EXERCISE TASK = Put the stretch of the listing below, from the line containing "the suit sleeve." through the line containing "[[584, 453], [509, 420]]", into a JSON list of strings, one string per line, with blank lines omitted. Leave the pictures out of the answer.

STORED DATA =
>>>>

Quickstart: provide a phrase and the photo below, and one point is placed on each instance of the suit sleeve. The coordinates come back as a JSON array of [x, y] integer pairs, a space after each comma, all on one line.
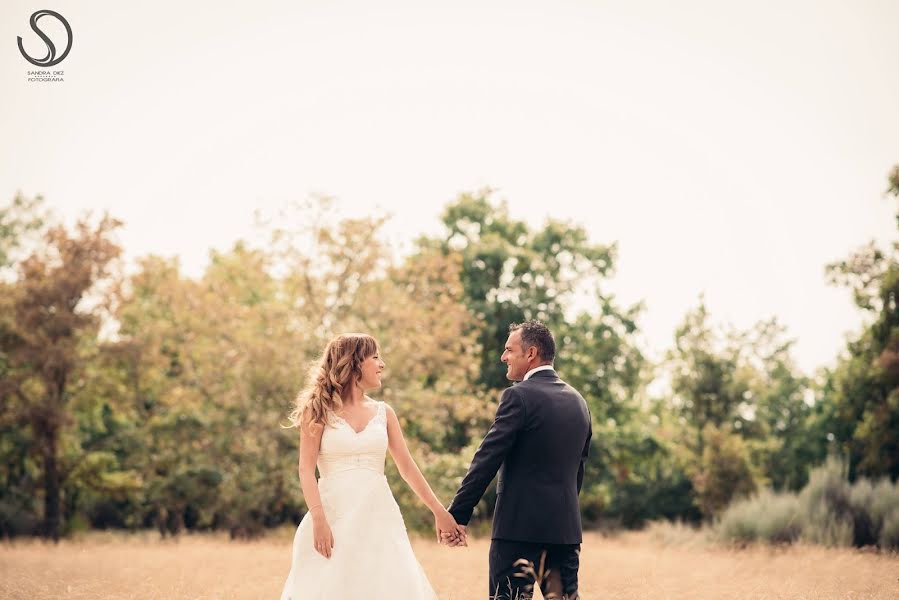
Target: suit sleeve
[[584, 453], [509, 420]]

<<<<
>>>>

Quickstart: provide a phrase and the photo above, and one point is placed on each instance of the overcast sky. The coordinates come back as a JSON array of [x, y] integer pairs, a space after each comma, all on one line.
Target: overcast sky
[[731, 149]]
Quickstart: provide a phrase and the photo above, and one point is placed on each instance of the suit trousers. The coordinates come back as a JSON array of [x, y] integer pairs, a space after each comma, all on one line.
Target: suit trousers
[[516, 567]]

<<<<
>>>>

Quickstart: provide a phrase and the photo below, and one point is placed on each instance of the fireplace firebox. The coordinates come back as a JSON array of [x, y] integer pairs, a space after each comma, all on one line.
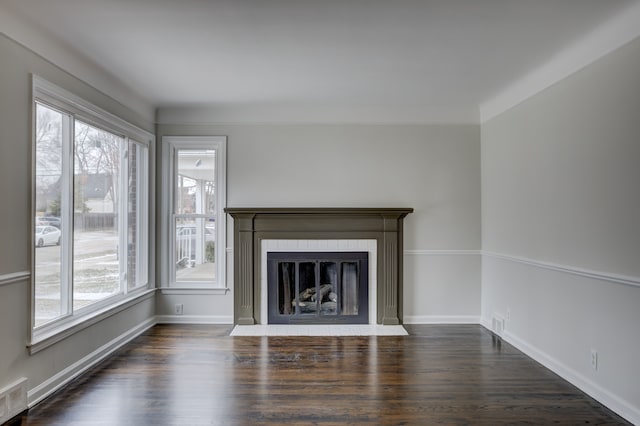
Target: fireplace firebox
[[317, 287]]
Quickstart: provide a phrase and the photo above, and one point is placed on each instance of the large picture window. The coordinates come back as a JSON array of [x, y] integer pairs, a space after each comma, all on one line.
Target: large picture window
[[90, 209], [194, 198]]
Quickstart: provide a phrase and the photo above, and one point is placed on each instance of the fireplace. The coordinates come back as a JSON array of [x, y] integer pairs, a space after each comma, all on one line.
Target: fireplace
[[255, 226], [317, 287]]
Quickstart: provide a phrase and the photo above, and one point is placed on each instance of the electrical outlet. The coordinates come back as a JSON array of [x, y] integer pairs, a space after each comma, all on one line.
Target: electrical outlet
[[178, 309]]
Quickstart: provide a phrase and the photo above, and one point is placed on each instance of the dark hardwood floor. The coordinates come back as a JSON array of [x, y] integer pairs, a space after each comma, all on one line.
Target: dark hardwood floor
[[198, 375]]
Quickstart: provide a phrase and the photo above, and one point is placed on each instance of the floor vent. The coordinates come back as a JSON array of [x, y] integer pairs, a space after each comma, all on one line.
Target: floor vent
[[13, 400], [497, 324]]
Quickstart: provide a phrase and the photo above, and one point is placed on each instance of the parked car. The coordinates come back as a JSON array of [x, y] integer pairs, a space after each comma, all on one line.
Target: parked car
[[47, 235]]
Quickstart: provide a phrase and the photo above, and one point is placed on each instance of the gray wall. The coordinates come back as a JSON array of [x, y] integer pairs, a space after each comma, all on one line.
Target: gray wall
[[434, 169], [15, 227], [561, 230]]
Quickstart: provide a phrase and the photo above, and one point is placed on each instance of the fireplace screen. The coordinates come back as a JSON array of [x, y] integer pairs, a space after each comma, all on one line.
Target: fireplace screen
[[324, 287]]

<<<<

FINISHED ANSWER =
[
  "Quickstart: provide a phrase and the photo below, and one point is placed on each instance of the suit sleeve. The coordinates come back as a JSON array of [x, y] integer pairs, a space after each comma, all on one line.",
  "Target: suit sleeve",
  "[[584, 453], [509, 420]]"
]